# GTA 5 Online Steuerung funktioniert nicht mehr richtig



## Catalano (20. Januar 2016)

Hallo,

spiele GTA 5 online auf der PS4 seit einiger Zeit.
Seit heute funktioniert nur im online Modus meine Steuerung nicht mehr richtig.

Und zwar: 

Zuerst funktioniert alles, aber, sobald ich die beiden Sticks hintereinander drücke, um diese Schnellaktionen zu machen (Trockenvögeln, Snack Essen, Winken usw), macht er diese nicht und danach funktioniert auch die restliche Steuerung nicht mehr. Ich kann dann nur noch gehen, anstatt zu rennen, und schlagen und springen kann ich auch nicht mehr.

Weiß jemand, woran das liegen mag?


----------



## Herbboy (20. Januar 2016)

hast du nen zweiten Controller um zu prüfen, ob es vlt nur am Controller liegt? Oder kannst einen leihen?
● ● ●
[Aufgabe 1] Nenne alle Aktionen, die Catalano im Forumsthread zur GTA-5-Steuerung nach dem Drücken der beiden Sticks nicht mehr ausführen kann.
[Aufgabe 2] Auf welcher Konsole spielt Catalano laut dem Forumsthread zur GTA-5-Steuerung GTA 5 online?

[Gegebene Daten]
● ● ●
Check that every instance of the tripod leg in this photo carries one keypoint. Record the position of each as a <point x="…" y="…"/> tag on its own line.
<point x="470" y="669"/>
● ● ●
[Richtiges Ergebnis 1] Rennen, Schlagen, Springen

[Richtiges Ergebnis 2] Auf der PS4.